■ DOCUMENT SOURCE:
Confiance dans l'institution judiciaire(Conclusions de la CMP)
M. le président. - L'ordre du jour appelle l'examen des conclusions de la commission mixte paritaire chargée d'élaborer un texte sur les dispositions restant en discussion du projet de loi pour la confiance dans l'institution judiciaire ; et des conclusions de la commission mixte paritaire chargée d'élaborer un texte sur les dispositions restant en discussion du projet de loi organique pour la confiance dans l'institution judiciaire.
Discussion générale
Mme Agnès Canayer, rapporteur pour le Sénat de la commission mixte paritaire . - Nous voici réunis pour l'ultime examen de ces textes, au terme d'un chemin long et sinueux - plus proche du rallye corse que de la promenade de santé dans ses dernières semaines. (M. le ministre apprécie la comparaison.) Nous avons cependant abouti et nous en félicitons.
Si 53 % des Français ne font pas confiance à l'institution judiciaire, ils croient en ses professionnels.
Notre Agora de la justice comme le dernier colloque organisé par la Cour de cassation l'ont montré : il faudra une réforme de fond.
Je ne suis toujours pas convaincue que ce texte composite suffise à rétablir la confiance, mais il comporte des avancées dans plusieurs domaines comme l'organisation et la discipline des professions judiciaires, la force exécutoire des accords passés avec les avocats, l'enregistrement et la diffusion des audiences, la réforme des remises de peines et du travail pénitentiaire.
L'avertissement pénal probatoire remplace le rappel à la loi. Les cours criminelles départementales ne seront généralisées qu'au 1er janvier 2023, ce qui répond aux préoccupations du Sénat.
Le texte est le fruit d'intenses échanges. Certes, certaines dispositions, comme sur le secret professionnel des avocats, sont encore mal comprises, mais je fais confiance au talent pédagogique de Philippe Bonnecarrère pour l'expliquer. La pratique, je l'espère, lèvera les dernières réticences. (Applaudissements sur les travées du groupe Les Républicains ; Mme Dominique Vérien applaudit également.)
M. Philippe Bonnecarrère, rapporteur pour le Sénat de la commission mixte paritaire . - Monsieur le garde des Sceaux, contrairement à vos dires, vos arguments ne se sont pas heurtés à la muraille du Parlement. (M. le ministre conteste cette interprétation.) Preuve en est l'accord en CMP sur votre projet de réforme.
Ce texte porte sur les remises de peines, les cours départementales et l'organisation déontologique des professions juridiques.
La durée des enquêtes préliminaires sera limitée à deux ans, sauf exceptions liées aux enquêtes internationales. Nous vous avons finalement suivis sur le sujet, mais la bonne application de cette réforme dépendra du nombre d'enquêteurs judiciaires ; elle marque le grand retour du juge d'instruction - sur ce point, vous préemptez quelque peu les termes du débat aux états généraux de la justice, entre procédure accusatoire et procédure inquisitoire...

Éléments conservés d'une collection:
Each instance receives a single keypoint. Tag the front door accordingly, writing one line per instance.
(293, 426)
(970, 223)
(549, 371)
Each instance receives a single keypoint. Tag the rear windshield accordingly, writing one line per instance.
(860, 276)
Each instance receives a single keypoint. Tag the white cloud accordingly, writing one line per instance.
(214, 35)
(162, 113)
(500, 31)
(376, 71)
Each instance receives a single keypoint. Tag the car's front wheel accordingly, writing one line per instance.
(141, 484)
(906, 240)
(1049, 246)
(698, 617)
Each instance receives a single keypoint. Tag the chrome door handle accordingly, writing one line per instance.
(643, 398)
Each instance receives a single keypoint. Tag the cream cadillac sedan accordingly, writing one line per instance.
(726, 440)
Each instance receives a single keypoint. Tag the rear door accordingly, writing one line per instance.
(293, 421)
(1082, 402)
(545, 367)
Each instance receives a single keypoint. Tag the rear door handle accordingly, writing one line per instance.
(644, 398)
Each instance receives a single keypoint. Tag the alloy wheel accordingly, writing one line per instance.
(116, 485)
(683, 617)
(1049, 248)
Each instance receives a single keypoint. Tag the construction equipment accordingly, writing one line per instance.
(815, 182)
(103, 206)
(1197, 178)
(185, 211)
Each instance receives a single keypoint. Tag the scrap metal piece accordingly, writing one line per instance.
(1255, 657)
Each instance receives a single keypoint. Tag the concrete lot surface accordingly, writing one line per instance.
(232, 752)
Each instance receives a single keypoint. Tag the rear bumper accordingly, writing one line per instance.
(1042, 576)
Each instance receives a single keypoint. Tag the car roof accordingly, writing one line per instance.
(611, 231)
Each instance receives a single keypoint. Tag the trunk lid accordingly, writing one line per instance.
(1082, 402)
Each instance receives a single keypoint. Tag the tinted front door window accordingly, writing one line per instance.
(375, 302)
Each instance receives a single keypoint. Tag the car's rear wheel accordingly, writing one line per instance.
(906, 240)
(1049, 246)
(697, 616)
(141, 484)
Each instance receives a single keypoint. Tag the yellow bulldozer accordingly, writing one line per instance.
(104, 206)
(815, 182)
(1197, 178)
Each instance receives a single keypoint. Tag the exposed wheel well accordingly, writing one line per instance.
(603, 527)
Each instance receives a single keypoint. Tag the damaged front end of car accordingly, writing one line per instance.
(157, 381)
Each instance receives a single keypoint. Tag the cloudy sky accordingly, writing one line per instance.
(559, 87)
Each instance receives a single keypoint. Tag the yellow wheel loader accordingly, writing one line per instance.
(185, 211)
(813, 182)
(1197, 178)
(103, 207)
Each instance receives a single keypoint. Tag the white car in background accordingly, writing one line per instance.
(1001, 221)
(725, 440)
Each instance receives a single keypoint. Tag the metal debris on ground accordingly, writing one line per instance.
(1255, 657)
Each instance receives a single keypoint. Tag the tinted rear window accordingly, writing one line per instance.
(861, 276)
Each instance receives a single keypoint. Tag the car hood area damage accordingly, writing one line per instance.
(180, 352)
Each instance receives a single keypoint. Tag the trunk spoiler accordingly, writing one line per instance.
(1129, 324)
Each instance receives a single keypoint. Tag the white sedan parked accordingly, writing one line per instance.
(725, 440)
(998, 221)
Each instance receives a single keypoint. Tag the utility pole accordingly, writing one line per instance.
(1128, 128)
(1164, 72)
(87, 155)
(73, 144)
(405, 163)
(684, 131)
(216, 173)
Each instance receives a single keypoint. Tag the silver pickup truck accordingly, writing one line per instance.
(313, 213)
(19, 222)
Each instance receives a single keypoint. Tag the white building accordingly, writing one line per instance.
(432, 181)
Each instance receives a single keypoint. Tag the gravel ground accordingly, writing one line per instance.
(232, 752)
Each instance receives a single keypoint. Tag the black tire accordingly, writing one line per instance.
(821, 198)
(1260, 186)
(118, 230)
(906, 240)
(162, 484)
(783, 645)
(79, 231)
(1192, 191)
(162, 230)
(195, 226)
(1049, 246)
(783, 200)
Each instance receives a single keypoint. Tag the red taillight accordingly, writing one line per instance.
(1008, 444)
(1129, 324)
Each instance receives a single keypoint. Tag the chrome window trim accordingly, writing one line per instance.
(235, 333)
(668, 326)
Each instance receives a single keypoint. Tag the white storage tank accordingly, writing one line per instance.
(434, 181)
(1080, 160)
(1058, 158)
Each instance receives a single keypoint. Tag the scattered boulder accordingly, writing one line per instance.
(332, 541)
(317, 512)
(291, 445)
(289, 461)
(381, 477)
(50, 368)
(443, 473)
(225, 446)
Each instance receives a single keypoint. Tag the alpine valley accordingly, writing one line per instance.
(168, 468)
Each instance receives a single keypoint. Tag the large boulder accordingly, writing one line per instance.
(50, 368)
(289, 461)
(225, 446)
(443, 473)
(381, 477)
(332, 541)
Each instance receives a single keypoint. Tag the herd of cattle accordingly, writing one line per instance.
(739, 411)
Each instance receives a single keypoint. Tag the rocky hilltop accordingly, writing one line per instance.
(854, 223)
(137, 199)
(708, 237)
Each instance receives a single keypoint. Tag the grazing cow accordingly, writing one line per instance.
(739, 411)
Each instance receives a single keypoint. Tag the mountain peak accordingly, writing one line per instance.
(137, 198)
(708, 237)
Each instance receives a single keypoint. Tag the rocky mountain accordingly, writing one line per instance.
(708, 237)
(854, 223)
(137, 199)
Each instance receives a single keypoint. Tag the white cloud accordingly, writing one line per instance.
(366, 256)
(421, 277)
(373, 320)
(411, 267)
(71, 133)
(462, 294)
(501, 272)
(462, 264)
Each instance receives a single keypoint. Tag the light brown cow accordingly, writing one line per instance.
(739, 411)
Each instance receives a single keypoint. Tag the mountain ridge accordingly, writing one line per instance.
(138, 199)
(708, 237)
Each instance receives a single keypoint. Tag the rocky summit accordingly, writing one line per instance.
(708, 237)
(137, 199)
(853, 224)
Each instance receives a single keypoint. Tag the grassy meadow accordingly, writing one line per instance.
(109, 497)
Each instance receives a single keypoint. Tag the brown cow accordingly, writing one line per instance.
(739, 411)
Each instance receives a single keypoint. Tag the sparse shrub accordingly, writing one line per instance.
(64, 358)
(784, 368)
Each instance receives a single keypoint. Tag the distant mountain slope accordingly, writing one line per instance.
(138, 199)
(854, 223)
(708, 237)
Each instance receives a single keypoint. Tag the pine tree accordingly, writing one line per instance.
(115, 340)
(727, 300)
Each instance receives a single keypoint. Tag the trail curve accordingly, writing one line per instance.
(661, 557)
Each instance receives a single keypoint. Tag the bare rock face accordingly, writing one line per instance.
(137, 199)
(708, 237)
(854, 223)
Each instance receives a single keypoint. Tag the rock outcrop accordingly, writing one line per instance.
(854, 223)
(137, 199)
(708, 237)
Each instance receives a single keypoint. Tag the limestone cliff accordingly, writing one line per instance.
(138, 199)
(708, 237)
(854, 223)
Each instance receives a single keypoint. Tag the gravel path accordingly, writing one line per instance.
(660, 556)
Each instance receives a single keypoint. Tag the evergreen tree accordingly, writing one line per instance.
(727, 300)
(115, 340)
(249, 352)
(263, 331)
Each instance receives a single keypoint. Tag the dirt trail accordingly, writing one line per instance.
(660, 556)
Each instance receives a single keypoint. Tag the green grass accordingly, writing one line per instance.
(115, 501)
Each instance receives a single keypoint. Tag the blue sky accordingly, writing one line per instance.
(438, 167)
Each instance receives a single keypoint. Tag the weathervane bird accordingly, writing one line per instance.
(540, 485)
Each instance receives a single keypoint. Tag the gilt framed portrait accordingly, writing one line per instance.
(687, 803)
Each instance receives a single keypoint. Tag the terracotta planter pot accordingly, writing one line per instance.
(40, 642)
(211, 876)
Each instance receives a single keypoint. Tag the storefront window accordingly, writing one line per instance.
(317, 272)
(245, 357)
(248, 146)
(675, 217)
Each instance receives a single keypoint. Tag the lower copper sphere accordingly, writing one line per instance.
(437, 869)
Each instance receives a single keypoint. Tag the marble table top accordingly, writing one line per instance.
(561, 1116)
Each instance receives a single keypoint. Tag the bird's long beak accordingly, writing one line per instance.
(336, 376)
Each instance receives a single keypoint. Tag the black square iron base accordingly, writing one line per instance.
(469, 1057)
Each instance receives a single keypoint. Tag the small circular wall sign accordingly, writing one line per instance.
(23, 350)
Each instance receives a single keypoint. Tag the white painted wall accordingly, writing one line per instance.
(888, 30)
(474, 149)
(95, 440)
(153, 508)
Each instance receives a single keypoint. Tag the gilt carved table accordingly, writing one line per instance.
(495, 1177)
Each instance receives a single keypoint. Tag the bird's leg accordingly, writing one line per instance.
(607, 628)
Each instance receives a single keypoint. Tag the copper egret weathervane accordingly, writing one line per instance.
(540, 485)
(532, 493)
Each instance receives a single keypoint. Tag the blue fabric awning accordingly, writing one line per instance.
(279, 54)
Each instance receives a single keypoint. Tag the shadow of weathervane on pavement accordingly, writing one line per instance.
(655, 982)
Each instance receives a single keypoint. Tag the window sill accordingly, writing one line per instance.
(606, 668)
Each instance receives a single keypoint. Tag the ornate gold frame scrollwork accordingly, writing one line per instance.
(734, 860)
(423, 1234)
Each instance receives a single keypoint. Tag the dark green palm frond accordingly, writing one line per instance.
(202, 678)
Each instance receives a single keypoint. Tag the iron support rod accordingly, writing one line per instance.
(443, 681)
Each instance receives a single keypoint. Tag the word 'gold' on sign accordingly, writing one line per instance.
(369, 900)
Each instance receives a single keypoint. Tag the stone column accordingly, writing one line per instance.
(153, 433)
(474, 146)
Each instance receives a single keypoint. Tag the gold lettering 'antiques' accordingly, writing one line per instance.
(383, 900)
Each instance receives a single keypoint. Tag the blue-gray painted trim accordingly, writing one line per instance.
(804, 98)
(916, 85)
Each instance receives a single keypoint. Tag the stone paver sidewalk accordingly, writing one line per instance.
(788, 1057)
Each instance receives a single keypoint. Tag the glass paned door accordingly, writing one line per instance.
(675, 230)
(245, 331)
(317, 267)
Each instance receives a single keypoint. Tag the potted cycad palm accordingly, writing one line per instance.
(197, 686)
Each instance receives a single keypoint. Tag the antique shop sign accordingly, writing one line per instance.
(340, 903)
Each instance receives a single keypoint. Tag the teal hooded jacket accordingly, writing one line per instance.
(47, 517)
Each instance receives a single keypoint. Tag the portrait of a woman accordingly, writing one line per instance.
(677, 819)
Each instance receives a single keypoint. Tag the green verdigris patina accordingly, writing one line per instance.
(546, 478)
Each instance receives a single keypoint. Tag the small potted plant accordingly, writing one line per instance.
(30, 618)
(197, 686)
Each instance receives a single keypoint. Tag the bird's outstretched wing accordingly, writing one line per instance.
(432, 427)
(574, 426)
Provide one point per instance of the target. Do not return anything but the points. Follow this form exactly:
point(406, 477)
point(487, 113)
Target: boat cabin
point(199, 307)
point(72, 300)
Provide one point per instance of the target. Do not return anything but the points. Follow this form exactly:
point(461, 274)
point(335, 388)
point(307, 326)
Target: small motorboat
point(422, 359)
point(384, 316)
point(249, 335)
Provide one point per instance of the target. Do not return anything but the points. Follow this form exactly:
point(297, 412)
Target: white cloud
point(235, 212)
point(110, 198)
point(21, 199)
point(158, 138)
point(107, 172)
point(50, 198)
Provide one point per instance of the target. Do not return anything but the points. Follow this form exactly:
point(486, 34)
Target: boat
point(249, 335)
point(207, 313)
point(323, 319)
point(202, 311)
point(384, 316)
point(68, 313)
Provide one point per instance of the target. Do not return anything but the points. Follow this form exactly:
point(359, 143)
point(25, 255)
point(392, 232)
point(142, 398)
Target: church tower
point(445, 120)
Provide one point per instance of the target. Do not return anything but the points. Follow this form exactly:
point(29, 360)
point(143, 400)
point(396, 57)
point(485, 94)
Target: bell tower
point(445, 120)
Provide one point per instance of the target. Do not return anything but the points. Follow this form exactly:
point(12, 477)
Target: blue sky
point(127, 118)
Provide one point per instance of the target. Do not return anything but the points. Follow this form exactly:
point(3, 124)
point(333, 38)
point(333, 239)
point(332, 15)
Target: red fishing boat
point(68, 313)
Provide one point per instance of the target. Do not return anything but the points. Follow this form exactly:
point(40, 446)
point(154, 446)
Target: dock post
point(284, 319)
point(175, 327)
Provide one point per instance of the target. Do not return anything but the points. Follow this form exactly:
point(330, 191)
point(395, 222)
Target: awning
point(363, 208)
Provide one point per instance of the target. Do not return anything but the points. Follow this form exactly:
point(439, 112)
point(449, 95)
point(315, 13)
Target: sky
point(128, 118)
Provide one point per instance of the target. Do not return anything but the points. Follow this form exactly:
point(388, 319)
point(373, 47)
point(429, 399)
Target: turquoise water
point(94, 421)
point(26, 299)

■ CONSIGNE: Recopiez mot pour mot le passage du débat sur la confiance dans l'institution judiciaire compris entre « Notre Agora de » et « préoccupations du Sénat. », ces deux bornes incluses.

■ CORRIGÉ:
Notre Agora de la justice comme le dernier colloque organisé par la Cour de cassation l'ont montré : il faudra une réforme de fond.
Je ne suis toujours pas convaincue que ce texte composite suffise à rétablir la confiance, mais il comporte des avancées dans plusieurs domaines comme l'organisation et la discipline des professions judiciaires, la force exécutoire des accords passés avec les avocats, l'enregistrement et la diffusion des audiences, la réforme des remises de peines et du travail pénitentiaire.
L'avertissement pénal probatoire remplace le rappel à la loi. Les cours criminelles départementales ne seront généralisées qu'au 1er janvier 2023, ce qui répond aux préoccupations du Sénat.